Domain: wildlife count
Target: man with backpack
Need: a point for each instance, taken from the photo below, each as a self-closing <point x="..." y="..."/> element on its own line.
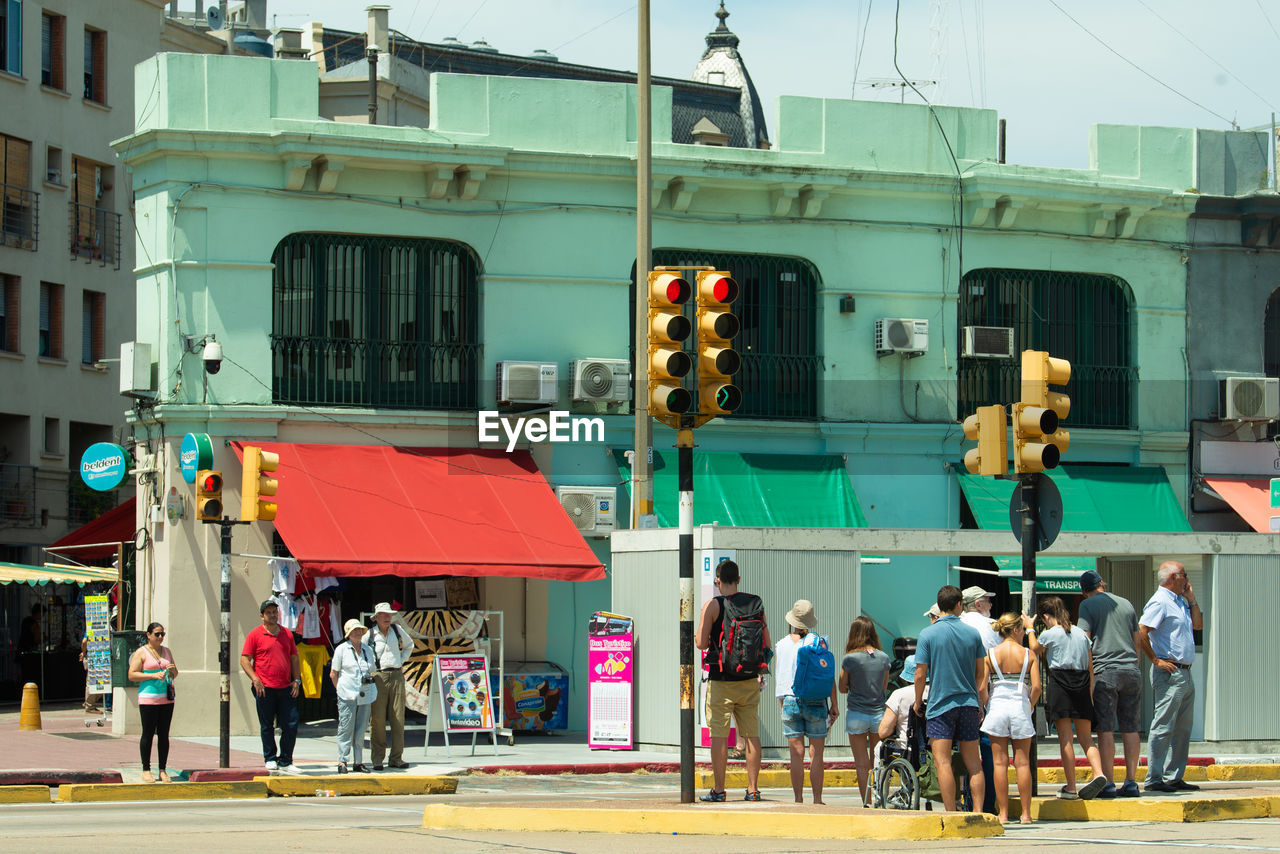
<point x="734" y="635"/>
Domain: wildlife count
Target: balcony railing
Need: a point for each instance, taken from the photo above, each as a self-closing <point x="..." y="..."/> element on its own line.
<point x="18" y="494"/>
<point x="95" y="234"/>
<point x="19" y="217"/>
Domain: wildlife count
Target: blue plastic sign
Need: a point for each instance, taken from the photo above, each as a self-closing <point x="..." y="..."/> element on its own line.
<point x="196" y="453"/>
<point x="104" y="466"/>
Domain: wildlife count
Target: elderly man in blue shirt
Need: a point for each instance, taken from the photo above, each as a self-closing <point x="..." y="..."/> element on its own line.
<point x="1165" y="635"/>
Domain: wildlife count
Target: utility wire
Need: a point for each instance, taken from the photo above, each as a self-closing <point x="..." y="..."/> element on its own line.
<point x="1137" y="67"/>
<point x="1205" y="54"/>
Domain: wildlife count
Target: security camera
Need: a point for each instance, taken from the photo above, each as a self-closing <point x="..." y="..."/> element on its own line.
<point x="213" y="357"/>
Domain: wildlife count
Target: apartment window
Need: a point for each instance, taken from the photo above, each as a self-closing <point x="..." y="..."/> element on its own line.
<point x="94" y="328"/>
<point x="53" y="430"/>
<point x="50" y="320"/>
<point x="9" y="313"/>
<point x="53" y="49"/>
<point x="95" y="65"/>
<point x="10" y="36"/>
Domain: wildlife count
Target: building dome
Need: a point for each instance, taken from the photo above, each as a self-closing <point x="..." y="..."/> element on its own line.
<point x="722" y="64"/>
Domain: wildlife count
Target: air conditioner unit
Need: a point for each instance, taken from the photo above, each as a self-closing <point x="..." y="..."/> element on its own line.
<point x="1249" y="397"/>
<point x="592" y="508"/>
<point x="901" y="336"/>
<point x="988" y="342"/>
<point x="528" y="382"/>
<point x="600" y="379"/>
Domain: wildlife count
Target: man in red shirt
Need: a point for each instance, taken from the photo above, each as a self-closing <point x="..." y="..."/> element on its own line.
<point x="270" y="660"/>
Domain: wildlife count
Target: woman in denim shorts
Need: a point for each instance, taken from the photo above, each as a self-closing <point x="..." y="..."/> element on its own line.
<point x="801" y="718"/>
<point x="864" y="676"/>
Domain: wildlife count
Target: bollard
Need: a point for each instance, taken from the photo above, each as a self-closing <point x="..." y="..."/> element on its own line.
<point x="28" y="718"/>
━━━━━━
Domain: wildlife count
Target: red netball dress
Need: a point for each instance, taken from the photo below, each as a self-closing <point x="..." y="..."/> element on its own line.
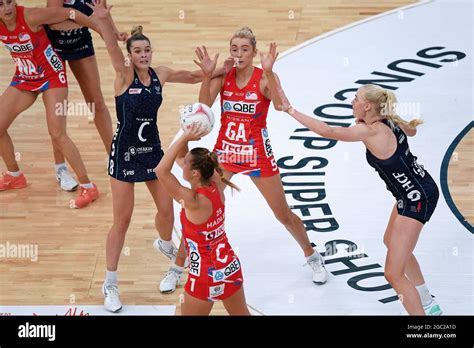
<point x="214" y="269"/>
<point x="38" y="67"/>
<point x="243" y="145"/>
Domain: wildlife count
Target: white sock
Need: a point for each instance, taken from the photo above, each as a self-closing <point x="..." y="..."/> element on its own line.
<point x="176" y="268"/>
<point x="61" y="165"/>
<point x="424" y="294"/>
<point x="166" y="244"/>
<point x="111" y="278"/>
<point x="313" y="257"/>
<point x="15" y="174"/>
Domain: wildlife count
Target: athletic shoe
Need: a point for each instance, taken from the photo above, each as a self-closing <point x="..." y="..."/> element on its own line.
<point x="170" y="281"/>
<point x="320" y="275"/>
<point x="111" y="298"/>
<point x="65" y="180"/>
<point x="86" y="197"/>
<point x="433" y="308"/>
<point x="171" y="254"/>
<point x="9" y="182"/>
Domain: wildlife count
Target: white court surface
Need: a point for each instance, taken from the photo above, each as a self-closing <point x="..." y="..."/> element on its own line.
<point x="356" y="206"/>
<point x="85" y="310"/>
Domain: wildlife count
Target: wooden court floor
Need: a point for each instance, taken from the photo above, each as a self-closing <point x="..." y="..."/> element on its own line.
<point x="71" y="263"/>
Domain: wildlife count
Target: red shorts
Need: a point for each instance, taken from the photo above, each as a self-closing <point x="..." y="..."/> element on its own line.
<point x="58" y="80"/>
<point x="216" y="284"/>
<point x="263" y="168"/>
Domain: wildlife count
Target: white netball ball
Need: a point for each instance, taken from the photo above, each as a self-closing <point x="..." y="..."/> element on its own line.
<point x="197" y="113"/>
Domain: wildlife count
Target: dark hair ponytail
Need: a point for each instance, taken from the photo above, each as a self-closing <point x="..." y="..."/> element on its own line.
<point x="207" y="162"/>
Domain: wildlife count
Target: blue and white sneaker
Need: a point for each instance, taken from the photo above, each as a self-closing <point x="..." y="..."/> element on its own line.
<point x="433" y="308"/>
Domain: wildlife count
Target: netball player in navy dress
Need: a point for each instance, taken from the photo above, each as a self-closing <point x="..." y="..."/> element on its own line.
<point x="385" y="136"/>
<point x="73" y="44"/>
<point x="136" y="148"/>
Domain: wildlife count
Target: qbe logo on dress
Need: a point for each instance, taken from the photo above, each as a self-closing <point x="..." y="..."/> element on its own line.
━━━━━━
Goal: From the items above, copy out every line that contains the string "shirt", treating uppercase and lowercase letters as distinct.

Correct response:
Target: elderly man in blue shirt
Target: man in red shirt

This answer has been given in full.